# [TASK PROMPT]
Reproduce every record below with "Roster-mapping task" switched to "Point-labeling task" and nothing else altered, leaving out the pictures.

Object position labeling records
::::
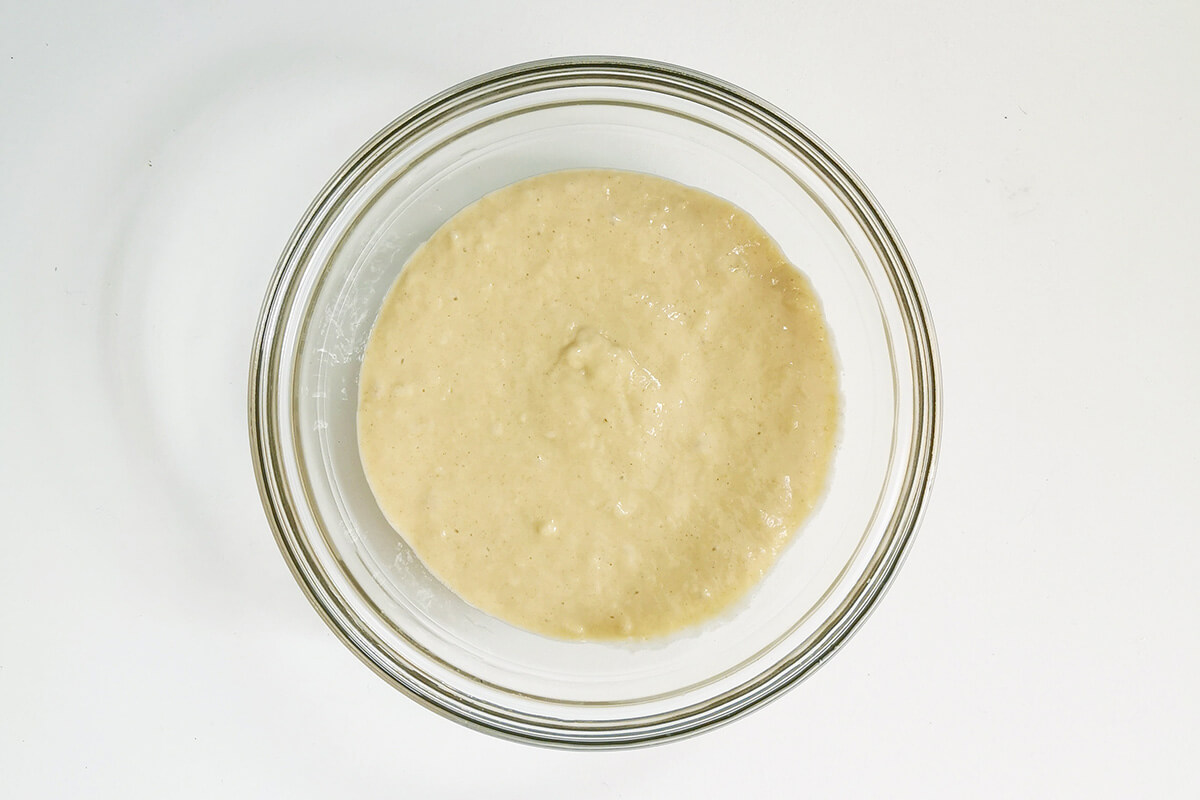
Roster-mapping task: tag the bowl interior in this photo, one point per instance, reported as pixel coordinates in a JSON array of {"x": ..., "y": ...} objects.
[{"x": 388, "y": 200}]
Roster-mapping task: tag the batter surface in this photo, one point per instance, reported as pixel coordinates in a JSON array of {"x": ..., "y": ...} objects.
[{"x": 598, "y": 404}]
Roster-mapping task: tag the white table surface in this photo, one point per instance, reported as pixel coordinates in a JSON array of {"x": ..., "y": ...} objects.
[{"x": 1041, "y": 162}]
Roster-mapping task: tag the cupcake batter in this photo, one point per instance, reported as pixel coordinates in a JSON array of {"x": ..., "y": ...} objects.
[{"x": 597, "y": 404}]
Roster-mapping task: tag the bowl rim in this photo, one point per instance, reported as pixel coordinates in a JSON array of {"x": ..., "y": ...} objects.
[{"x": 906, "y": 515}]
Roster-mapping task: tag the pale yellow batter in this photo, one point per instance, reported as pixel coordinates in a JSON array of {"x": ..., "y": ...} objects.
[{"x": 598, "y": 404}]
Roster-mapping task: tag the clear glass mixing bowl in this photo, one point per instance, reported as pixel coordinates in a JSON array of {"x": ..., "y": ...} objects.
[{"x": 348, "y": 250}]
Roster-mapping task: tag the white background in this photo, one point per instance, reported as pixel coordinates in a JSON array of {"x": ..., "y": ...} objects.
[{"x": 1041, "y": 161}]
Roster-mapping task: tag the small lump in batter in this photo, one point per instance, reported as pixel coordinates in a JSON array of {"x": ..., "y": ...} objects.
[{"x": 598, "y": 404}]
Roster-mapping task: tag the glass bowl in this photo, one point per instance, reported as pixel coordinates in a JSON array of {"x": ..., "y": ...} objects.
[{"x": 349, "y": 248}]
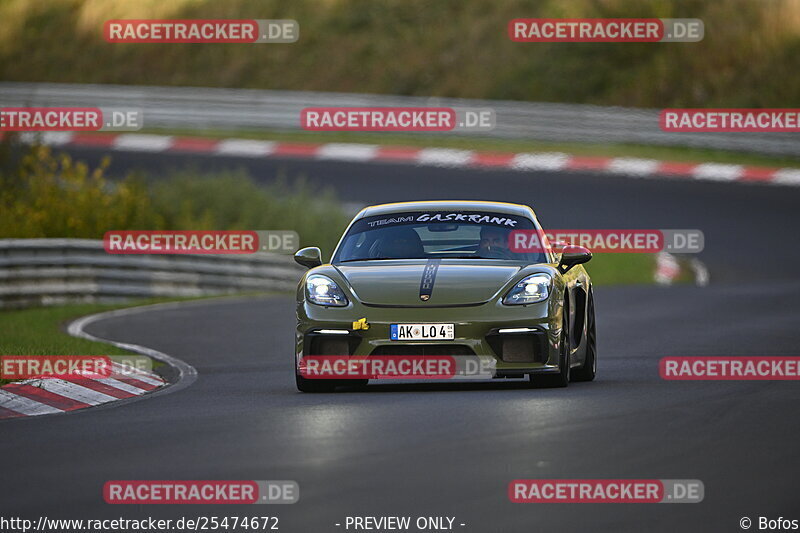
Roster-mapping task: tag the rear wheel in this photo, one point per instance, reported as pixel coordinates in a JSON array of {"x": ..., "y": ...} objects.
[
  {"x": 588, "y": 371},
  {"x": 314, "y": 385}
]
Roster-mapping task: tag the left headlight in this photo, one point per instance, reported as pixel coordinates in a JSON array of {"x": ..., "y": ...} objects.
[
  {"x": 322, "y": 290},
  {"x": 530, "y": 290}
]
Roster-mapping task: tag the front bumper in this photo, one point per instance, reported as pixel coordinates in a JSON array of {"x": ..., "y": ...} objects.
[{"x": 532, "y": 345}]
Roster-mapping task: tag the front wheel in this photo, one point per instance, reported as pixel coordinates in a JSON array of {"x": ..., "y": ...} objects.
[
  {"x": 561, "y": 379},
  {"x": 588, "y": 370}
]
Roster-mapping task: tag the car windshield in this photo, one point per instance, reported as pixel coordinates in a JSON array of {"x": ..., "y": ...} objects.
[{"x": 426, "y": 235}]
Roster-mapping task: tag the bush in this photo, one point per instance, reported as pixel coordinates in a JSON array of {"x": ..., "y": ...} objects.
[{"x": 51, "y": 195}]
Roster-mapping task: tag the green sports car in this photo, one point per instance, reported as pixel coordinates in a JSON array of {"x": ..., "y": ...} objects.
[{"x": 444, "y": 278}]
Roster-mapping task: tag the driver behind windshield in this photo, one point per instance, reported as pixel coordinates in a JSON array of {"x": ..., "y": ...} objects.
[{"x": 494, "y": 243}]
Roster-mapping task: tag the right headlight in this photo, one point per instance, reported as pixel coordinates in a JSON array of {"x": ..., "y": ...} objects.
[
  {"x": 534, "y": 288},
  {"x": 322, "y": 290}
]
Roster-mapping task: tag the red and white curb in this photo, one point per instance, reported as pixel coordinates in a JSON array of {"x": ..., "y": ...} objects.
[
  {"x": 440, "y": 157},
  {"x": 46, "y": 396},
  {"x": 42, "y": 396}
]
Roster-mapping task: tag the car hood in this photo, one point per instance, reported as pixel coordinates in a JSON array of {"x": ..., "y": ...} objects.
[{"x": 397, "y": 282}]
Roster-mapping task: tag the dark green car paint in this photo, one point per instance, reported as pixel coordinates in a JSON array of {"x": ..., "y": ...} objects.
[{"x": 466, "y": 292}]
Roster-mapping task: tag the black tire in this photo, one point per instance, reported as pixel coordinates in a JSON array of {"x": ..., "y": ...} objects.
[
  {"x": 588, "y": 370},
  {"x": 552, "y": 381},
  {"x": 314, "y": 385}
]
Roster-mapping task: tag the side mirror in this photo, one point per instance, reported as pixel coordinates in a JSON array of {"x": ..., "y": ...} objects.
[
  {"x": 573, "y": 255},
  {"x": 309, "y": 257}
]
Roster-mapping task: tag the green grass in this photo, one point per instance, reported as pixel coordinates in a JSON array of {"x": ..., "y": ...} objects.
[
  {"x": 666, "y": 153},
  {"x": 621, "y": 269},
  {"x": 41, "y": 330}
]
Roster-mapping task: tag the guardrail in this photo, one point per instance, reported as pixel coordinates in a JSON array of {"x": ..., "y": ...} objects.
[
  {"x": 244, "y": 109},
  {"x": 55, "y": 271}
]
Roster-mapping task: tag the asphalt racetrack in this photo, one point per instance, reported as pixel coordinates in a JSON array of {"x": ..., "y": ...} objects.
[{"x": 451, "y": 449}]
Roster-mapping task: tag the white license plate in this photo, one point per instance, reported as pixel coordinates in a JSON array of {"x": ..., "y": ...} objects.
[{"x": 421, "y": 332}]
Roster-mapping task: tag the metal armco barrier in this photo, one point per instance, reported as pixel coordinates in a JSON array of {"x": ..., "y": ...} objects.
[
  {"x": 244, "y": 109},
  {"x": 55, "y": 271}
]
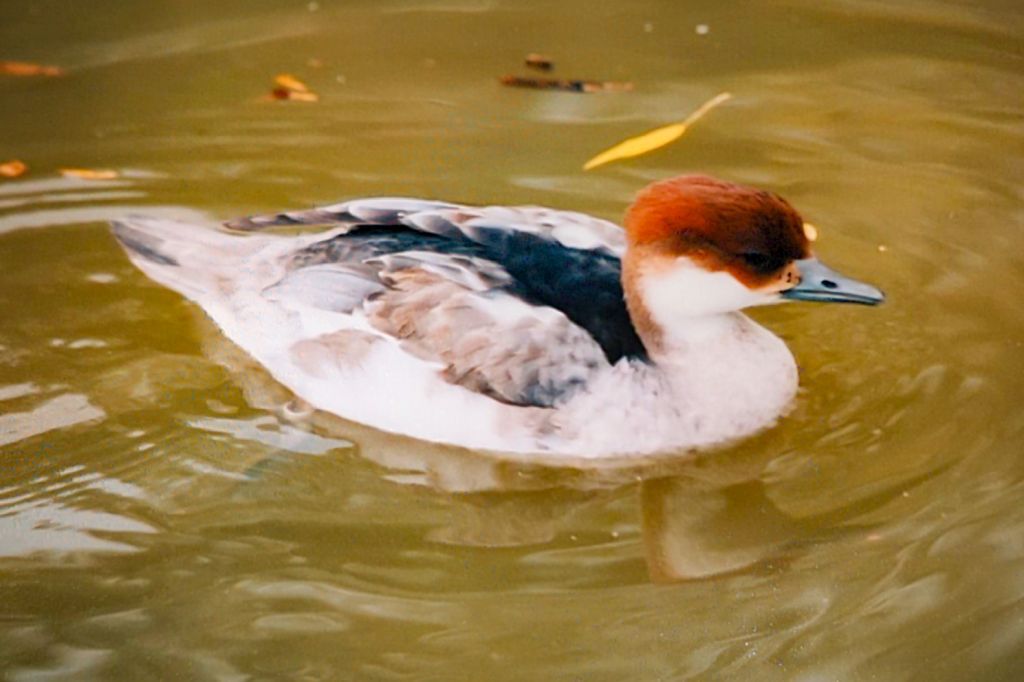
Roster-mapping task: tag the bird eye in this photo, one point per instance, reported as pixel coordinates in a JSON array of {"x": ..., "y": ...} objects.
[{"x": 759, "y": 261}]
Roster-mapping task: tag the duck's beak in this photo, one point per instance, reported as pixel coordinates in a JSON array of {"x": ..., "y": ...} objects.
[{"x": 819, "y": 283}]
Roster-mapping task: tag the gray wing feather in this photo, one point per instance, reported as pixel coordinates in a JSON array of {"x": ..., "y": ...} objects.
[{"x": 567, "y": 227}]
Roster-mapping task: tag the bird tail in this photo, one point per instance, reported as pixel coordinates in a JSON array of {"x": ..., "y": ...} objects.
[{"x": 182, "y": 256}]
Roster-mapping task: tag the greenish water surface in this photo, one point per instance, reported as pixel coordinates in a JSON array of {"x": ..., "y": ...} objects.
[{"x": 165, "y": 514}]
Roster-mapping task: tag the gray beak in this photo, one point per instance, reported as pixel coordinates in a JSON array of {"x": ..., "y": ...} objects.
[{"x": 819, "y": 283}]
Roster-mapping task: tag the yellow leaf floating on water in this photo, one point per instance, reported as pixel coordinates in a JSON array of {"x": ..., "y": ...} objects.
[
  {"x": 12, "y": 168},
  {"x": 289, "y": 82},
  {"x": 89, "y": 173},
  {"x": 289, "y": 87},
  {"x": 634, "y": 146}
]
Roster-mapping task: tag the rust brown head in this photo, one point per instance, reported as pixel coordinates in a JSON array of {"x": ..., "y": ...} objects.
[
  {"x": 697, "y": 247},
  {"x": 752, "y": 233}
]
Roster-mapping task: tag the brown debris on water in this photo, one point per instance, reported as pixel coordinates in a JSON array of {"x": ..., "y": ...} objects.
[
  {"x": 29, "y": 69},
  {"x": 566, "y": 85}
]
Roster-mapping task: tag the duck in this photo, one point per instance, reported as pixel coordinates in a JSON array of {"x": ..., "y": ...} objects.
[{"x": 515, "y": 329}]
::::
# [EXERCISE RESULT]
Point-labeling task: tag the bowl interior in this photo, one point per instance, reported as pixel coordinates in a JSON array of {"x": ..., "y": ...} objects.
[{"x": 388, "y": 200}]
Point-labeling task: tag the batter surface in this photo, one point per instance, reported as pixel coordinates in a JSON array of {"x": ..., "y": ...} objects.
[{"x": 598, "y": 404}]
Point-labeling task: tag the white table surface in this photo, one point per instance, reported as pixel coordinates in a JSON array of {"x": ..., "y": ...} objects.
[{"x": 1041, "y": 162}]
Point-labeling task: tag the cupcake batter in this photo, one point per instance, reported as pixel coordinates in a JSON array of {"x": ..., "y": ...} objects.
[{"x": 597, "y": 404}]
Point-labeling task: tag the bowl rim in this photo, one point per instance, reported as pixel coordinates in a JSON array of {"x": ..., "y": ...} objects.
[{"x": 906, "y": 515}]
Point-labeling task: tag the pale yellow batter in this photo, one point per instance, reported as pixel coordinates in a JSON array of {"x": ..., "y": ...} objects.
[{"x": 598, "y": 404}]
Point-labeling task: tag the clear glass mixing bowl in this photo, one point per instance, reported as pixel coordinates in a JSON array of {"x": ..., "y": ...} objects.
[{"x": 348, "y": 250}]
Point-labeling task: tag the white background in this photo, one point per instance, reported as pixel coordinates in a JSON array of {"x": ..., "y": ...} objects.
[{"x": 1041, "y": 161}]
Point-labeling task: tag the small lump in batter in this photo, one point per instance, reported as pixel coordinates in a JSON array of {"x": ..., "y": ...} objects.
[{"x": 598, "y": 404}]
Point-labeling task: tag the glass bowl in this photo, one point per instance, reported as pixel coordinates in a JSON array of {"x": ..., "y": ...} objects.
[{"x": 349, "y": 248}]
Point-labeling task: tag the rear wheel in this photo, one point per instance, reported as pixel coordinates in a JSON array of {"x": ..., "y": ...} objects.
[
  {"x": 588, "y": 371},
  {"x": 314, "y": 385}
]
Point-labeling task: tag the left headlight in this photo, one point per instance, reported as pixel coordinates in a JSON array of {"x": ..., "y": ...} objects.
[
  {"x": 322, "y": 290},
  {"x": 530, "y": 290}
]
Point-labeling task: tag the front bumper in this photo, one point per instance, reported as pixel coordinates in a JSON array of {"x": ..., "y": ...} objects.
[{"x": 532, "y": 345}]
Point-labeling task: tag the front wheel in this photo, one point per instance, reported as pixel coordinates in a JSON array of {"x": ..., "y": ...} objects.
[
  {"x": 561, "y": 379},
  {"x": 588, "y": 370}
]
Point-labeling task: tag the car windshield in this photo, one point per instance, reported as pixel coordinates in a JSON array of {"x": ..., "y": ...} objects.
[{"x": 426, "y": 235}]
Point-labeling task: tag the bush in this photo, one point per instance, reported as pixel coordinates in a JSON array of {"x": ..., "y": ...} objects.
[{"x": 51, "y": 195}]
Point-labeling task: tag the green sports car in this photo, one point per instance, reported as pixel coordinates in a JSON array of {"x": ..., "y": ...} objects.
[{"x": 444, "y": 278}]
Point-labeling task: tag the driver behind windshield in this photo, one point per instance, reported as pixel coordinates in a JSON array of {"x": ..., "y": ...} objects.
[{"x": 494, "y": 243}]
Point-labeling task: tag the right headlight in this photo, one point per instance, reported as pixel coordinates in a JSON array of {"x": ..., "y": ...} objects.
[
  {"x": 534, "y": 288},
  {"x": 322, "y": 290}
]
Point-labeling task: tag the red and white curb in this photo, one point per instance, reported as pixel coordinates in a JSON array of {"x": ..., "y": ...} objects.
[
  {"x": 440, "y": 157},
  {"x": 46, "y": 396},
  {"x": 42, "y": 396}
]
Point-labeling task: tag the car hood in this photo, one point per instance, reported as pixel coordinates in a JSON array of {"x": ..., "y": ...} objects.
[{"x": 397, "y": 282}]
Point-labeling task: tag the dark green car paint in this photo, one point per instance, reported as pixel coordinates in a JSON array of {"x": ..., "y": ...} objects.
[{"x": 466, "y": 292}]
Point-labeling task: tag the black tire in this photo, one point per instance, reported as pixel coordinates in a JSON array of {"x": ..., "y": ...} objects.
[
  {"x": 588, "y": 370},
  {"x": 552, "y": 381},
  {"x": 314, "y": 385}
]
Point-labeling task: tag the side mirror in this photo, one point per instance, reported as pixel coordinates in a JSON array of {"x": ..., "y": ...} objects.
[
  {"x": 573, "y": 255},
  {"x": 309, "y": 257}
]
Point-labeling task: tag the green grass in this photo, one point per instance, reported as pixel coordinates in a JSON array of {"x": ..., "y": ...} objects.
[
  {"x": 666, "y": 153},
  {"x": 621, "y": 269},
  {"x": 41, "y": 330}
]
Point-labeling task: tag the guardrail in this photo, one point per instance, reported as pixel coordinates in a JSON array of {"x": ..., "y": ...} objects.
[
  {"x": 244, "y": 109},
  {"x": 55, "y": 271}
]
Point-labeling task: tag the asphalt racetrack in this photo, one point per instance, reported as pixel coordinates in a JSON array of {"x": ..., "y": ...} objects.
[{"x": 451, "y": 449}]
Point-labeling task: tag the white license plate in this photo, one point per instance, reported as pixel coordinates in a JSON array of {"x": ..., "y": ...} objects.
[{"x": 421, "y": 332}]
Point-labeling task: tag the metal armco barrier in this photo, one point per instance, reported as pixel coordinates in a JSON array of {"x": ..., "y": ...} objects.
[
  {"x": 244, "y": 109},
  {"x": 55, "y": 271}
]
Point-labeling task: tag the bird eye in this photo, one point per instance, reported as pixel coordinates in a JSON array of {"x": ..., "y": ...} objects.
[{"x": 759, "y": 261}]
Point-labeling task: tag the duck's beak in this photo, one point per instance, reported as pixel coordinates in a JSON array of {"x": ..., "y": ...} objects.
[{"x": 819, "y": 283}]
Point-labeling task: tag the gray wing feather in this photo, one point per instance, reported as pixel coordinates in a JSON array of {"x": ..., "y": ...} objects.
[{"x": 567, "y": 227}]
Point-labeling task: tag the bird tail in this photo, one point per instance, reported as pixel coordinates in a JSON array of {"x": ..., "y": ...} objects.
[{"x": 182, "y": 256}]
Point-labeling task: tag the greenish water surface in this photo, one point per instance, reported as pixel coordinates in a JSON array of {"x": ..., "y": ...} objects.
[{"x": 165, "y": 514}]
Point-labeling task: tag the gray beak in this photo, one point per instance, reported as pixel coordinates in a JSON array of {"x": ..., "y": ...} objects.
[{"x": 819, "y": 283}]
Point-labeling task: tag the yellow leaf floating on water in this photo, one point per instance, reported as pixel coordinates in a JSON array of {"x": ..., "y": ...} objects.
[
  {"x": 12, "y": 168},
  {"x": 289, "y": 82},
  {"x": 89, "y": 173},
  {"x": 289, "y": 87},
  {"x": 634, "y": 146}
]
Point-labeling task: tag the rust brown head in this photo, one point per instance, reported as pixel coordinates in a JSON array of {"x": ..., "y": ...} objects.
[
  {"x": 697, "y": 247},
  {"x": 752, "y": 233}
]
Point-labeling task: tag the brown debris on water in this photo, one point per instance, reported as pixel coordinates in a JSON array of {"x": ..., "y": ...} objects.
[
  {"x": 29, "y": 69},
  {"x": 566, "y": 85}
]
Point-labeling task: tag the duck in this photo, one point per instance, reported as pixel coordinates in a JSON array of {"x": ..., "y": ...} objects.
[{"x": 515, "y": 329}]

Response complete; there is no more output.